PROBLEM TO SOLVE: Reproduce every item below in full, requests included, and add 97 to each bounding-box coordinate in the answers.

— Begin DATASET EXTRACT —

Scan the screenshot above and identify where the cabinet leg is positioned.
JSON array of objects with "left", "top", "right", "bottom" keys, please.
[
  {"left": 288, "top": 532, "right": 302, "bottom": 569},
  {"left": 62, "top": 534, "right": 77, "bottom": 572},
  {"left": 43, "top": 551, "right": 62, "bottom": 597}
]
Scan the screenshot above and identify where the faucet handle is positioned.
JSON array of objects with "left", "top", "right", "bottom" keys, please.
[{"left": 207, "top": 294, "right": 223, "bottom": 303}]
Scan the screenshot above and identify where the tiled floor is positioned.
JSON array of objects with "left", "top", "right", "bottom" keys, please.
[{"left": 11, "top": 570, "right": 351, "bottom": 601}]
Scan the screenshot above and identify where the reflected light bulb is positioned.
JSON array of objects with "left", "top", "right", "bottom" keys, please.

— End DATASET EXTRACT —

RESPONSE TO THE TASK:
Scan the screenshot above and identify where the cabinet leg is positioned.
JSON array of objects with "left", "top", "right", "bottom" keys, please.
[
  {"left": 385, "top": 629, "right": 399, "bottom": 666},
  {"left": 159, "top": 631, "right": 174, "bottom": 669},
  {"left": 140, "top": 648, "right": 159, "bottom": 694}
]
Scan the screenshot above and identify where the faucet handle is positioned.
JSON array of objects with "left", "top", "right", "bottom" keys, please.
[{"left": 304, "top": 391, "right": 320, "bottom": 400}]
Scan the screenshot above and identify where the tiled floor is positioned.
JSON array of objects with "left", "top", "right", "bottom" keys, please.
[{"left": 108, "top": 667, "right": 448, "bottom": 698}]
Scan the screenshot above and identify where the reflected light bulb is positioned.
JSON array of objects with "left", "top", "right", "bottom" keys, please.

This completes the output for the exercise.